Vortrag zur digitalen Technologie

„Der gläserne Mensch“

Der folgende Text ist die gekürzte und überarbeitete Fassung der Rede des Landesbeauftragten für den Datenschutz und die Informationsfreiheit Rheinland-Pfalz, Edgar Wagner, auf dem Symposium „Der Alltag in der digitalen Gesellschaft – Chancen und Risiken“ in der Akademie der Wissenschaften und der Literatur in Mainz am 29. November 2014

I. Daten – das Gold des 21. Jahrhunderts

Die digitale Technologie hat in den zurückliegenden Jahren unseren Alltag und unsere Gesellschaft in vielen Bereichen verändert. Nach Lage der Dinge werden die Veränderungen in den kommenden Jahren noch grundlegender und weitreichender sein. Und während diese Prozesse intensiviert werden, gibt es Stimmen, die nach einem „sozial-technologischen Moratorium“, also nach einer Auszeit, rufen, weil die Konsequenzen dieser Entwicklung, die Folgen für unsere Arbeitswelt, für die Autonomie und die Selbstbestimmung der Menschen, auch für unsere humanistischen Werte nicht mehr abzuschätzen seien.

Längst ist das smarte Zeitalter ausgerufen, ist von der smarten Welt die Rede, von Smart Cities und Smart Homes, von Smart Software und eben auch von Smart Data, also von der intelligenten Analyse riesiger Datenmengen. In jeder Minute werden auf Youtube 120 Stunden Videomaterial hochgeladen, 200 Millionen E-Mails versandt, über 2,4 Millionen Suchanfragen an Google übermittelt, 6 Millionen Inhalte auf Facebook geteilt und rund 340.000 Tweets verbreitet. Nach Prognosen wird die verfügbare Datenmenge bis 2020 auf 40 Zettabyte wachsen, das ist eine Vier mit 22 Nullen und entspricht der Textmenge von drei Millionen Büchern pro Erdbewohner.

Daten sind die Rohstoffe unserer Zeit, sind das Gold des 21. Jahrhunderts. Big Data ist die digitale Übersetzung für Goldrausch und Smart Data der Versuch, mit Hilfe intelligenter Schürfverfahren neue Erkenntnisse und wirtschaftlichen Nutzen aus den angehäuften Datengebirgen zu ziehen.

Damit bin ich bei der Frage angelangt, was die Digitalisierung von Staat und Gesellschaft für die Menschen und ihre Privatsphäre bedeutet und welche Strategien denkbar sind, um die Auswirkungen in Zukunft beherrschen zu können.

#### [Vorliegende Daten]
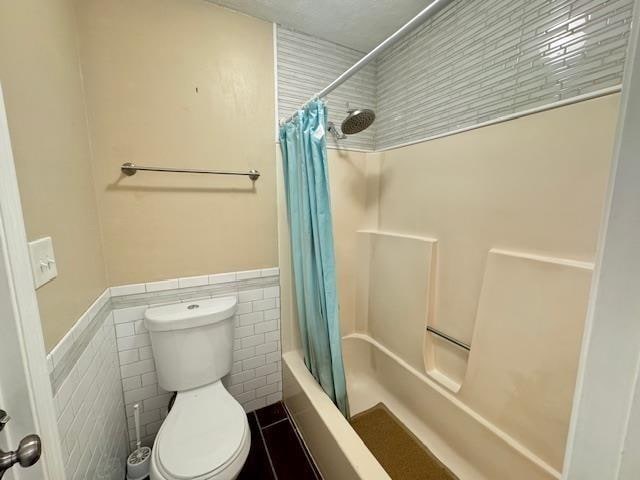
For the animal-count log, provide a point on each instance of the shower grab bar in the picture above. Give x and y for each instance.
(449, 338)
(131, 169)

#### [Die Aufgabe]
Wie viele Tweets werden laut dem Vortrag über den gläsernen Menschen in jeder Minute verbreitet?

#### [Die Antwort]
Rund 340.000 Tweets.